Recopiez tel quel, dans le texte ci-dessous sur l’impartialité des juges, tout ce qui va de « 66. Pour établir, ensuite, si » jusqu’à « précité, § 144). ».

* _TEXTE FOURNI_

>>>

65. En ce qui concerne, tout d’abord, l’impartialité objective, il convient de se demander si, indépendamment de la conduite personnelle du juge, certains faits vérifiables autorisent à suspecter l’impartialité de ce dernier. Il en résulte que, pour se prononcer sur l’existence, dans une affaire donnée, d’une raison légitime de redouter d’un juge ou d’une juridiction collégiale un défaut d’impartialité, l’optique de la personne concernée entre en ligne de compte mais ne joue pas un rôle décisif. L’élément déterminant consiste à savoir si l’on peut considérer les appréhensions de l’intéressé comme objectivement justifiées (Micallef c. Malte [GC], no 17056/06, § 96, CEDH 2009, et Morice c. France [GC], no 29369/10, § 76, CEDH 2015).

66. Pour établir, ensuite, si un tribunal peut passer pour « indépendant » au regard de l’article 6 de la Convention, la Cour prend en compte, notamment, le mode de désignation et la durée du mandat de ses membres, l’existence d’une protection contre les pressions extérieures et le point de savoir s’il y a ou non apparence d’indépendance (voir, parmi beaucoup d’autres, Ramos Nunes de Carvalho e Sá, précité, § 144).

<<<

* _DONNÉES FOURNIES_
>>>

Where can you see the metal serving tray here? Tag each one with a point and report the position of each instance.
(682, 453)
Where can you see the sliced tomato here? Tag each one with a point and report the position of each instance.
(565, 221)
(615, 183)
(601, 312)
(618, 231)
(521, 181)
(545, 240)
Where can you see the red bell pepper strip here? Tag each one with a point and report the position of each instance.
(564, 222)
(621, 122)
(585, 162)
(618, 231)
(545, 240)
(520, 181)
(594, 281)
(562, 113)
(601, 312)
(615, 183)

<<<

* _RÉSULTAT OBTENU_
66. Pour établir, ensuite, si un tribunal peut passer pour « indépendant » au regard de l’article 6 de la Convention, la Cour prend en compte, notamment, le mode de désignation et la durée du mandat de ses membres, l’existence d’une protection contre les pressions extérieures et le point de savoir s’il y a ou non apparence d’indépendance (voir, parmi beaucoup d’autres, Ramos Nunes de Carvalho e Sá, précité, § 144).